Spatial localization data:
^^^^^^^^
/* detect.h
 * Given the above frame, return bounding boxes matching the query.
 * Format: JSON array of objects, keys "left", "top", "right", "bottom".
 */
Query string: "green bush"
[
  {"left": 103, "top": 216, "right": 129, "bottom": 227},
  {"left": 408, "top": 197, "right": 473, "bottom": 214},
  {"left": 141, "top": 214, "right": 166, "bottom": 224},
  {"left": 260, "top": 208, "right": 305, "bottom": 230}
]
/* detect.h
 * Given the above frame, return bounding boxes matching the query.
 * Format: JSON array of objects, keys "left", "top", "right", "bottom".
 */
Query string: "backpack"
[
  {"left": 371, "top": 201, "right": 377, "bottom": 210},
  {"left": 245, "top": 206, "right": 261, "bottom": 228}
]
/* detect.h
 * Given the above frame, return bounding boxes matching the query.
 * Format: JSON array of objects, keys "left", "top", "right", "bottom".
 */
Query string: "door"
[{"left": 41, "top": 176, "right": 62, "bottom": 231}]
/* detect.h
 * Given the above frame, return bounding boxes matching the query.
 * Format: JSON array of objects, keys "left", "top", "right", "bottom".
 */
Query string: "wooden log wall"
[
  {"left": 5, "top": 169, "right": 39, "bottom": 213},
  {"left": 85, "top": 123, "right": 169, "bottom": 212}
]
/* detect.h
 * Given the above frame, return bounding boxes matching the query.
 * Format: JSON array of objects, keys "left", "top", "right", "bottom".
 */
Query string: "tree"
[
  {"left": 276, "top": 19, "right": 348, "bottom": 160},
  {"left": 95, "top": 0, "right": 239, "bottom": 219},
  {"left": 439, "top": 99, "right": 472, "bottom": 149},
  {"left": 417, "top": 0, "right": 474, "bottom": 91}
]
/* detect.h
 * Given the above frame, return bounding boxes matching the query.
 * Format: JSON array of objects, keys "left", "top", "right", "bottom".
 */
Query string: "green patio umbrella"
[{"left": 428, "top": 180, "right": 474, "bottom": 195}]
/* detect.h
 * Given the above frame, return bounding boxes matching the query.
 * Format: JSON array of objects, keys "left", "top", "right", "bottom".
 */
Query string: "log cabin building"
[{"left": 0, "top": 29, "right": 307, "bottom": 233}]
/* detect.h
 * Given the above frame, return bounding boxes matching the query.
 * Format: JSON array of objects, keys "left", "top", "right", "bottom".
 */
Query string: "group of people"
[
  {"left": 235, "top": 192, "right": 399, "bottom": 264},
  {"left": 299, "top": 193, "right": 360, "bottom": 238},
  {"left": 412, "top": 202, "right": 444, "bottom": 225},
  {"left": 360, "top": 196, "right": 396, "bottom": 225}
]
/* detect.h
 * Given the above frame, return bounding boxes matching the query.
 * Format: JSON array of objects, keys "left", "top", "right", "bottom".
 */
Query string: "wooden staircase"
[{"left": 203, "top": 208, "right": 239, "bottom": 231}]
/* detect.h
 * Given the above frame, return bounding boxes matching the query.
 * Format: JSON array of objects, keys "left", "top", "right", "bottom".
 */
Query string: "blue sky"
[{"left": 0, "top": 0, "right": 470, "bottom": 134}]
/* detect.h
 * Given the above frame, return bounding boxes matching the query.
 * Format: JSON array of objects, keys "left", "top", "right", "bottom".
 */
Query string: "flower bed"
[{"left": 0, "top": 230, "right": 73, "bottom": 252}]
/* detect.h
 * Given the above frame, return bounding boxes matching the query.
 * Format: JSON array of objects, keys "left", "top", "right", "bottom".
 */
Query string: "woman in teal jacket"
^^^^^^^^
Instructions to follow: Write all of the records out exactly, including every line.

Response area:
/* detect.h
 * Given the above frame, return bounding boxes matching the query.
 * Format: JSON array of objects, keys "left", "top", "right", "bottom".
 */
Query string: "green bush"
[
  {"left": 103, "top": 216, "right": 129, "bottom": 227},
  {"left": 408, "top": 197, "right": 473, "bottom": 214},
  {"left": 141, "top": 214, "right": 166, "bottom": 224},
  {"left": 260, "top": 208, "right": 305, "bottom": 230}
]
/* detect.h
 * Given the above frame, return bounding boxes matching the query.
 * Format: JSON array of objects, keys "left", "top", "right", "bottom".
 */
Query string: "backpack"
[
  {"left": 371, "top": 201, "right": 377, "bottom": 210},
  {"left": 245, "top": 206, "right": 261, "bottom": 228}
]
/* detect.h
 * Given the above frame, return bounding boxes matching the query.
 * Format: JSON array of objects, keys "left", "top", "right", "bottom".
 */
Query string: "door"
[{"left": 41, "top": 176, "right": 62, "bottom": 231}]
/* detect.h
 * Given the above frame, return bounding boxes matching the query.
 * Format: JSON array of objects, keys "left", "top", "right", "bottom".
 */
Query string: "wooden log wall"
[
  {"left": 5, "top": 169, "right": 39, "bottom": 213},
  {"left": 85, "top": 123, "right": 169, "bottom": 212}
]
/* detect.h
 * Given the above frame, return bounding boxes matching the query.
 * Format: JSON array of objects, keys "left", "top", "right", "bottom".
 */
Query string: "tree"
[
  {"left": 276, "top": 19, "right": 348, "bottom": 160},
  {"left": 95, "top": 0, "right": 239, "bottom": 219},
  {"left": 439, "top": 99, "right": 472, "bottom": 149},
  {"left": 417, "top": 0, "right": 474, "bottom": 91}
]
/* detect.h
 * Given the above frame, return bounding boxes matching the query.
 * Format: JSON array of objects, keys "left", "top", "right", "bottom".
 */
Query string: "green patio umbrella"
[{"left": 428, "top": 180, "right": 474, "bottom": 195}]
/* detect.h
 * Given the above frame, return bounding boxes matching the query.
 * Format: JSON array of objects, keys "left", "top", "right", "bottom".
 */
Query string: "log cabin building"
[{"left": 0, "top": 29, "right": 307, "bottom": 233}]
/* detect.h
 * Given the above frame, return bounding boxes matching the query.
 * Format: JSON array of objects, keys "left", "top", "right", "bottom".
 */
Query string: "group of people"
[
  {"left": 235, "top": 192, "right": 399, "bottom": 264},
  {"left": 299, "top": 193, "right": 360, "bottom": 238},
  {"left": 412, "top": 202, "right": 444, "bottom": 225},
  {"left": 360, "top": 196, "right": 396, "bottom": 225}
]
/* detect.h
 * Given the above frame, return bounding boxes matching the query.
 * Format: JSON array of objects, keys "left", "top", "right", "bottom".
 */
Query string: "wooden staircase"
[{"left": 203, "top": 208, "right": 239, "bottom": 231}]
/* detect.h
 * Given the above frame, return bounding boxes matching the query.
 * Format: JSON array of objects, keys "left", "top", "right", "bottom".
 */
Query string: "blue sky"
[{"left": 0, "top": 0, "right": 470, "bottom": 134}]
/* detect.h
 * Given the above frame, return bounding boxes matching the query.
 * Format: JSON array of objects, keys "left", "top", "right", "bottom".
 */
Query string: "flower bed"
[{"left": 0, "top": 230, "right": 73, "bottom": 252}]
/* detect.h
 * Given the above frame, return bounding boxes matching the query.
 * Format: JSON array of objects, keys "left", "top", "right", "bottom".
 */
Query string: "woman in teal jacket"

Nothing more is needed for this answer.